-- DATA SHOWN --
_____

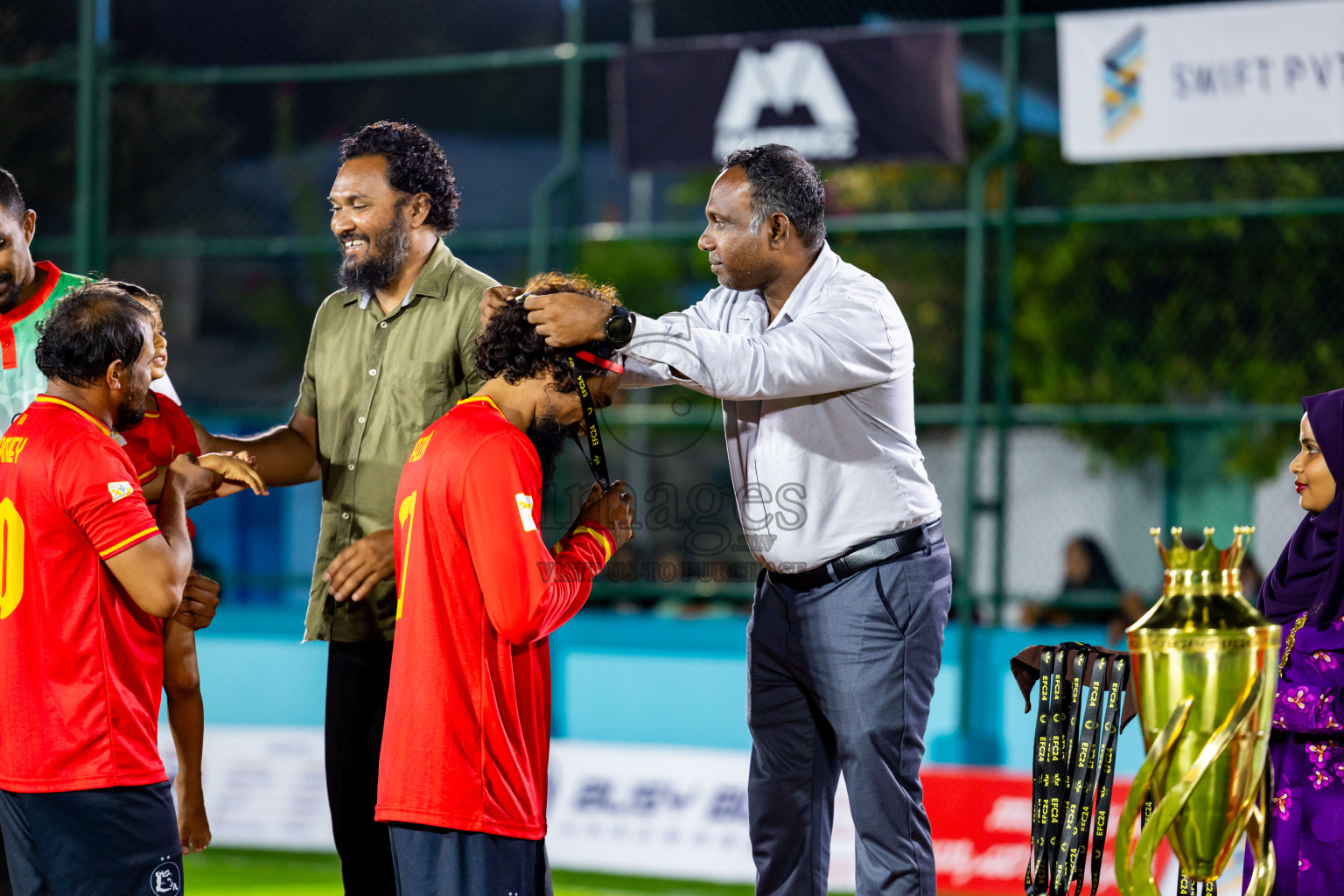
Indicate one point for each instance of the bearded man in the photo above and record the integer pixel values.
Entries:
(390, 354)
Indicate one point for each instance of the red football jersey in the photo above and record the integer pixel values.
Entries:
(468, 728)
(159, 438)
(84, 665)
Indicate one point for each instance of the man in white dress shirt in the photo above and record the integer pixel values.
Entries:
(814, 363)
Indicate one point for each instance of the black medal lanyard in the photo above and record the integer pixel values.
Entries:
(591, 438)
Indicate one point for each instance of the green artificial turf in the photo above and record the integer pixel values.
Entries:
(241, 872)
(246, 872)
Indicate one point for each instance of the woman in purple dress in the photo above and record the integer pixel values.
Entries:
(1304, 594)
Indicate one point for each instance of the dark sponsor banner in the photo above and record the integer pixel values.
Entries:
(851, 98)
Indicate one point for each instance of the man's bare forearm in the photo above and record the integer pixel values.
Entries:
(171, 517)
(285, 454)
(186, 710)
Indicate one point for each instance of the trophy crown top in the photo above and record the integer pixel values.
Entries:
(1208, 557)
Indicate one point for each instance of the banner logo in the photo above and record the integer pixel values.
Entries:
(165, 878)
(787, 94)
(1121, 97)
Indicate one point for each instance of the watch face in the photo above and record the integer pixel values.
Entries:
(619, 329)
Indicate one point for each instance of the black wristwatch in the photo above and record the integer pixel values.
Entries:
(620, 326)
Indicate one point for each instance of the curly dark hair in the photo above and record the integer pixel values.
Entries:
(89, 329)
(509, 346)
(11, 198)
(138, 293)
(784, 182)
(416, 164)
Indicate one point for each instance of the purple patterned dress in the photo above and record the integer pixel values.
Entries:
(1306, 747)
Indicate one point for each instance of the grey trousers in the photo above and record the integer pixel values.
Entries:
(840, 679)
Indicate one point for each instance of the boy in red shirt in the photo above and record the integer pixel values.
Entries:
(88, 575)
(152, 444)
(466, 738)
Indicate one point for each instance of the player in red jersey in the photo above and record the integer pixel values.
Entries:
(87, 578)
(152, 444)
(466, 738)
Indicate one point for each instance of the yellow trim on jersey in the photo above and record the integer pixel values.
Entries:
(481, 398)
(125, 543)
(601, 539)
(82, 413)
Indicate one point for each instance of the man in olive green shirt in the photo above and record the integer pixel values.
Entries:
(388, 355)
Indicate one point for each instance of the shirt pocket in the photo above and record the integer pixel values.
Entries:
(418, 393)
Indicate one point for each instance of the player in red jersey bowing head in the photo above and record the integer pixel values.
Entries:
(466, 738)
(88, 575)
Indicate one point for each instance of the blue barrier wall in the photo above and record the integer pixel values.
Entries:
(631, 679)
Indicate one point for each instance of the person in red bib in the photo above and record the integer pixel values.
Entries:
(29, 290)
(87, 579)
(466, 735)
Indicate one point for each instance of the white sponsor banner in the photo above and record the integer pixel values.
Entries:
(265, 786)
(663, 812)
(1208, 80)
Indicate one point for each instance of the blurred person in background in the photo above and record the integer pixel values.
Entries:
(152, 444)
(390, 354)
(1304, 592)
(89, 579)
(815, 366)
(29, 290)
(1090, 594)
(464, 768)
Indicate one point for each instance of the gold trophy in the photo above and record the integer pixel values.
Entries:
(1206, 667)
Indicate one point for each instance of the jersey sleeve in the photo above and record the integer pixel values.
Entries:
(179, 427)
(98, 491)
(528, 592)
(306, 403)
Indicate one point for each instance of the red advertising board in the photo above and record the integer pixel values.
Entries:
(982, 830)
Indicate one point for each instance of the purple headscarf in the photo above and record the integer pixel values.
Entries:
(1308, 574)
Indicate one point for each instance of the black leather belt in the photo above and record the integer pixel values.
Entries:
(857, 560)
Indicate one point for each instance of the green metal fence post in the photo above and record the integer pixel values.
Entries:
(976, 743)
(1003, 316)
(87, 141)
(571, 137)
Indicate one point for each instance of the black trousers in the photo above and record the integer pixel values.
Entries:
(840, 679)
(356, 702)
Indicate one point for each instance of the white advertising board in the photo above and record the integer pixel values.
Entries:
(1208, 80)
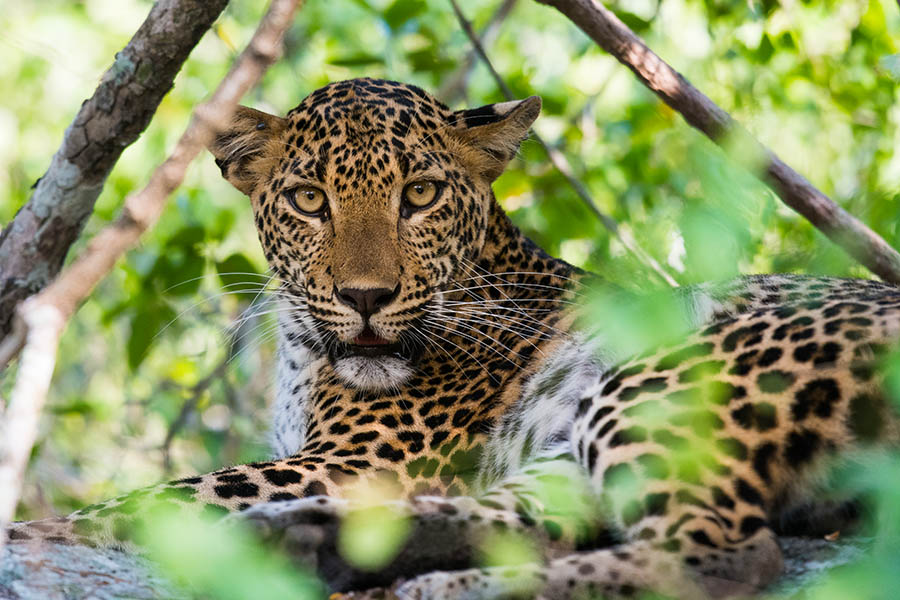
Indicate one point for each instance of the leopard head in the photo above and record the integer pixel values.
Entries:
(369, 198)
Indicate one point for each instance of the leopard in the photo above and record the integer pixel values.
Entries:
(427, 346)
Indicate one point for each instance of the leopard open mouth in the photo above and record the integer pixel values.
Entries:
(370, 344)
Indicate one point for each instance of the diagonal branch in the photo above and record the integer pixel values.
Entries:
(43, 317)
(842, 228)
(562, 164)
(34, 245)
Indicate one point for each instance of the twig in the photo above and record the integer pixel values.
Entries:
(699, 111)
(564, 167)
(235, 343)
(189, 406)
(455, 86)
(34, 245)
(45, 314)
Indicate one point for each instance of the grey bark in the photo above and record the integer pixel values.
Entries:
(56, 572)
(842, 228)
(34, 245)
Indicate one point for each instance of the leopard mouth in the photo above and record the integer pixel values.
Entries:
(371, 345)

_____

-- WHAT IS NEEDED --
Rewrite the rows above from the one containing "Indicate one point for each instance of the green metal" through the last row, shifting every coordinate in the answers by adding 6 to each number and copying the requests unchanged. Leave the pictures out.

-- SOLUTION TO THE PROBLEM --
Indicate one point for each instance of the green metal fence post in the photo above and record the integer pixel values.
Entries:
(982, 749)
(1009, 322)
(93, 147)
(577, 143)
Indicate one point for each instance of the black trousers in the photo above and record the integer pixel values.
Entries:
(846, 685)
(362, 708)
Indicate one point for each instance of the white advertising board in the photo above and record the integer pixel values.
Entries:
(1214, 86)
Indicate one point for each instance of the leopard head in the photo above and record the integer pixel values.
Entries:
(375, 204)
Indicate one point for each instance of the leopard in the photo above and record the integer pixel values.
Entries:
(433, 352)
Indicate one point for each instance of the leopard open mouth in the photo above and record the integer pixel values.
Entries:
(376, 350)
Indicate one point for each instance of the diagonal branch in the photo above and record the integer pixel values.
Entries:
(49, 323)
(848, 234)
(568, 170)
(40, 251)
Indicate one point for each instance of the twig in the photo above and record the integer pixel values.
Entries:
(705, 117)
(570, 173)
(241, 349)
(195, 412)
(461, 92)
(40, 251)
(51, 320)
Indicate one point for each instance of the grey bark in the photo above and record the integer pixel values.
Entries:
(62, 578)
(848, 234)
(40, 251)
Indicate one point for each instance of the leopard mouth in the photo above and record the integer pixel values.
Entries:
(377, 351)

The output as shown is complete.